> Given problem: The data below should be printed in full, exactly, and without any of its images.

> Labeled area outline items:
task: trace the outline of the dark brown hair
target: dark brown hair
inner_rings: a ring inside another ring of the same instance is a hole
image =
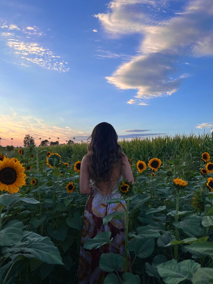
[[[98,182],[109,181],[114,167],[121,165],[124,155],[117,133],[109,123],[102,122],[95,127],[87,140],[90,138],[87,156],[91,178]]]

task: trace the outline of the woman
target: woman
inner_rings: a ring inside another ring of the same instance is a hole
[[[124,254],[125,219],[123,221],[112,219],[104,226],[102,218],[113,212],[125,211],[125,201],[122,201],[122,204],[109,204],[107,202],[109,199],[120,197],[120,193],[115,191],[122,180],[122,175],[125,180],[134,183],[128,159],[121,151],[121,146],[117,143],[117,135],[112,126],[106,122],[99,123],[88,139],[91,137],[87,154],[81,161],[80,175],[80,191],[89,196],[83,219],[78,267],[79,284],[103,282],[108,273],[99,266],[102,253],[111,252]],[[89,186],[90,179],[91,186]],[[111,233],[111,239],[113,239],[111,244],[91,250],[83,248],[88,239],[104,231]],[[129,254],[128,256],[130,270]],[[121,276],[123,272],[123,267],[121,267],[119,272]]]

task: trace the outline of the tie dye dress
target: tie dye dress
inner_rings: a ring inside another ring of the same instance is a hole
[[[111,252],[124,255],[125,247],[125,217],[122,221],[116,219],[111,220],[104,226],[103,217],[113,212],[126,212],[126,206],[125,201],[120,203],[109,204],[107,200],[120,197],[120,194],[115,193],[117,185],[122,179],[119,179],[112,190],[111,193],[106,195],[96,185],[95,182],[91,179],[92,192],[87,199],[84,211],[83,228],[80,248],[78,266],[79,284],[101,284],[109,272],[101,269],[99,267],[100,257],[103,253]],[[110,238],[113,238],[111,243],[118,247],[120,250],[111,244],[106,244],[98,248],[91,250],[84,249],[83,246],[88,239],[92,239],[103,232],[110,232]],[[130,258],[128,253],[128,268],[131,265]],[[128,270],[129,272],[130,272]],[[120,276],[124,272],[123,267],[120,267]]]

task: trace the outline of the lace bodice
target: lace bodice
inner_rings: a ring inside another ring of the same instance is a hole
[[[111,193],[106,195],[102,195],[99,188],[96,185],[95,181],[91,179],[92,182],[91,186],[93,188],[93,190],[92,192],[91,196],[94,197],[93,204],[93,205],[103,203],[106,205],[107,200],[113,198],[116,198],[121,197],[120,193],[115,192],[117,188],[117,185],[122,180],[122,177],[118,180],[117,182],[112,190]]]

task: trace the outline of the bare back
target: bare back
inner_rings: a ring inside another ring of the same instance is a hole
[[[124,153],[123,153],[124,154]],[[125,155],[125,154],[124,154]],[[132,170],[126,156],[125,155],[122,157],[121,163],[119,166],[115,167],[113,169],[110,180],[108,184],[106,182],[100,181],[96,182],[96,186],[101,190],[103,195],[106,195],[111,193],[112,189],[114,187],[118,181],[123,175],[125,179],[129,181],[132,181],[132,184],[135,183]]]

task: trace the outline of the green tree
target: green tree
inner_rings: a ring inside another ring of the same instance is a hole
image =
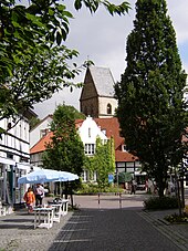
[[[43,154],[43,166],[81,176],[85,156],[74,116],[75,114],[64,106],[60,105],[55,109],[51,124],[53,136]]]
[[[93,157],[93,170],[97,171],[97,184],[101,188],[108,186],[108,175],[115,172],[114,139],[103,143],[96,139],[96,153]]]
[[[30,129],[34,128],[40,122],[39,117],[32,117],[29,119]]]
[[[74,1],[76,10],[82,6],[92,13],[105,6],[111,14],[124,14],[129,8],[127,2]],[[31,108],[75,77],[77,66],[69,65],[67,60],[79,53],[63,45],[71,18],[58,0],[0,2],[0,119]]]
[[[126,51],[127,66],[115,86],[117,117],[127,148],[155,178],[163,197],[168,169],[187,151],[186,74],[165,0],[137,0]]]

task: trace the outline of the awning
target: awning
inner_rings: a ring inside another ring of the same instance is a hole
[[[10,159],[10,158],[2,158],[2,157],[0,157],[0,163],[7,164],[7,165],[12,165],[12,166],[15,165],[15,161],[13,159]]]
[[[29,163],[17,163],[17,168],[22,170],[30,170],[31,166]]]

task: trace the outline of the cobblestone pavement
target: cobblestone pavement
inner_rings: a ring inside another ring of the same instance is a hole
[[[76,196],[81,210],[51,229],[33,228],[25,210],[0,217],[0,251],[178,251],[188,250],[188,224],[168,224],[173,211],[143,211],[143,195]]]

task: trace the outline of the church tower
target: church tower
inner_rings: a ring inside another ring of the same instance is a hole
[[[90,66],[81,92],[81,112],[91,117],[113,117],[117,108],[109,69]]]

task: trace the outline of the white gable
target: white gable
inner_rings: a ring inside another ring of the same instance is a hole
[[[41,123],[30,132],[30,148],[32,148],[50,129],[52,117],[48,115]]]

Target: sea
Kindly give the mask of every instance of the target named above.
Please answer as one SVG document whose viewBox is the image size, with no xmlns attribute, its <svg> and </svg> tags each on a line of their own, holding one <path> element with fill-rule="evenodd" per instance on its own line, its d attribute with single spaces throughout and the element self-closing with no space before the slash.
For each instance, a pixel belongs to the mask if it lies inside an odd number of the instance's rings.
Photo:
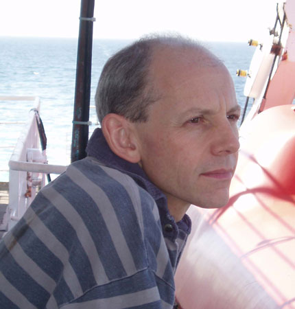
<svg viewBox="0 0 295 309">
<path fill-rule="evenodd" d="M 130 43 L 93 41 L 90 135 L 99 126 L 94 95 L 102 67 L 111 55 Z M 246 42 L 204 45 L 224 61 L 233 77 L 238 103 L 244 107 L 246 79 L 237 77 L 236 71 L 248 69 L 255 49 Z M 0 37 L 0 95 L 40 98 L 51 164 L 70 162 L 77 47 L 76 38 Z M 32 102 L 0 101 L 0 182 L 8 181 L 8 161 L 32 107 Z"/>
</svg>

> The answer:
task: trace the outline of the dark brown hair
target: dark brown hair
inner_rings: a ring inside another ring of the same instance is a hole
image =
[[[98,182],[109,181],[114,167],[121,165],[124,155],[117,133],[109,123],[102,122],[95,127],[87,140],[90,138],[87,156],[91,178]]]

task: trace the outline of the woman
target: woman
inner_rings: a ring inside another ring of the same instance is a hole
[[[124,254],[125,219],[123,221],[112,219],[104,226],[102,218],[113,212],[125,211],[125,201],[122,201],[122,204],[109,204],[107,202],[109,199],[120,197],[120,193],[115,191],[122,180],[122,175],[125,180],[134,183],[128,159],[121,151],[121,146],[117,143],[117,135],[112,126],[106,122],[99,123],[88,139],[91,137],[87,154],[81,161],[80,175],[80,191],[89,196],[83,219],[78,267],[79,284],[103,282],[108,273],[99,266],[102,253],[111,252]],[[89,186],[90,179],[91,186]],[[111,233],[111,239],[113,239],[111,244],[91,250],[83,248],[88,239],[104,231]],[[129,254],[128,256],[130,270]],[[121,276],[123,272],[123,267],[121,267],[119,272]]]

task: trace the outline of the tie dye dress
target: tie dye dress
inner_rings: a ring inside another ring of the same instance is a hole
[[[111,252],[124,255],[125,247],[125,217],[122,221],[116,219],[111,220],[104,226],[103,217],[113,212],[126,212],[126,206],[125,201],[120,203],[109,204],[107,200],[120,197],[120,194],[115,193],[117,185],[122,179],[119,179],[112,190],[111,193],[106,195],[96,185],[95,182],[91,179],[92,192],[87,199],[84,211],[83,228],[80,248],[78,266],[79,284],[101,284],[109,272],[101,269],[99,267],[100,257],[103,253]],[[110,238],[113,238],[111,243],[118,247],[120,250],[111,244],[106,244],[98,248],[91,250],[84,249],[83,246],[88,239],[92,239],[103,232],[110,232]],[[130,258],[128,253],[128,268],[131,265]],[[128,270],[129,272],[130,272]],[[120,276],[124,272],[123,267],[120,267]]]

task: trace the outline of the lace bodice
target: lace bodice
inner_rings: a ring inside another ring of the same instance is a hole
[[[111,193],[106,195],[102,195],[99,188],[96,185],[95,181],[91,179],[92,182],[91,186],[93,188],[93,190],[92,192],[91,196],[94,197],[93,204],[93,205],[103,203],[106,205],[107,200],[113,198],[116,198],[121,197],[120,193],[115,192],[117,188],[117,185],[122,180],[122,177],[118,180],[117,182],[112,190]]]

task: trace the outline of the bare back
target: bare back
inner_rings: a ring inside another ring of the same instance is a hole
[[[124,153],[123,153],[124,154]],[[125,155],[125,154],[124,154]],[[132,170],[126,156],[125,155],[122,157],[121,163],[119,166],[115,167],[113,169],[110,180],[108,184],[106,182],[100,181],[96,182],[96,186],[101,190],[103,195],[106,195],[111,193],[112,189],[114,187],[118,181],[123,175],[125,179],[129,181],[132,181],[132,184],[135,183]]]

task: trace the outline of the green tree
target: green tree
inner_rings: a ring inside another ring of the same instance is a hole
image =
[[[43,154],[43,166],[81,176],[85,156],[74,116],[75,114],[64,106],[60,105],[55,109],[51,124],[53,136]]]
[[[93,157],[93,170],[97,171],[97,184],[101,188],[108,186],[108,175],[115,172],[114,139],[103,143],[96,139],[96,153]]]
[[[30,129],[34,128],[40,122],[39,117],[32,117],[29,119]]]
[[[74,1],[76,10],[82,6],[92,13],[105,6],[111,14],[124,14],[129,8],[127,2]],[[31,108],[75,77],[77,66],[69,65],[67,60],[79,53],[63,45],[71,18],[58,0],[0,2],[0,119]]]
[[[126,51],[127,66],[115,86],[117,117],[127,148],[155,178],[163,197],[168,169],[187,151],[186,74],[165,0],[137,0]]]

task: trace the outline of the awning
target: awning
inner_rings: a ring inside another ring of the same instance is a hole
[[[10,159],[10,158],[2,158],[2,157],[0,157],[0,163],[7,164],[7,165],[12,165],[12,166],[15,165],[15,161],[13,159]]]
[[[29,163],[17,163],[17,168],[22,170],[30,170],[31,166]]]

task: trace the outline of the cobblestone pavement
target: cobblestone pavement
inner_rings: a ring inside another ring of the same instance is a hole
[[[76,196],[81,210],[51,229],[33,228],[25,210],[0,217],[0,251],[178,251],[188,250],[188,224],[168,224],[173,211],[143,211],[143,195]]]

task: trace the outline of the church tower
target: church tower
inner_rings: a ring inside another ring of the same instance is a hole
[[[90,66],[81,92],[81,112],[91,117],[113,117],[117,108],[109,69]]]

task: trace the outline of the white gable
target: white gable
inner_rings: a ring inside another ring of the same instance is a hole
[[[41,123],[30,132],[30,148],[32,148],[50,129],[52,117],[48,115]]]

Target: sea
Kindly give the mask of every instance of the target named above.
Please answer as one SVG document whose viewBox is the image size, with no xmlns attribute, its <svg> and </svg> tags each on a line of their own, holding one <path> element with fill-rule="evenodd" per instance on its own line, its d attribute with single spaces throughout and the element self-closing with no space before the slash.
For each instance, a pixel belongs to the mask if it lies inside an odd number of the instance's rings.
Photo:
<svg viewBox="0 0 295 309">
<path fill-rule="evenodd" d="M 130 43 L 93 41 L 90 135 L 99 126 L 94 95 L 102 67 L 111 55 Z M 246 42 L 204 45 L 224 61 L 233 77 L 238 103 L 244 107 L 246 79 L 237 77 L 236 71 L 248 69 L 255 49 Z M 0 37 L 0 95 L 40 98 L 51 164 L 70 162 L 77 47 L 76 38 Z M 32 102 L 0 101 L 0 182 L 8 181 L 8 161 L 32 107 Z"/>
</svg>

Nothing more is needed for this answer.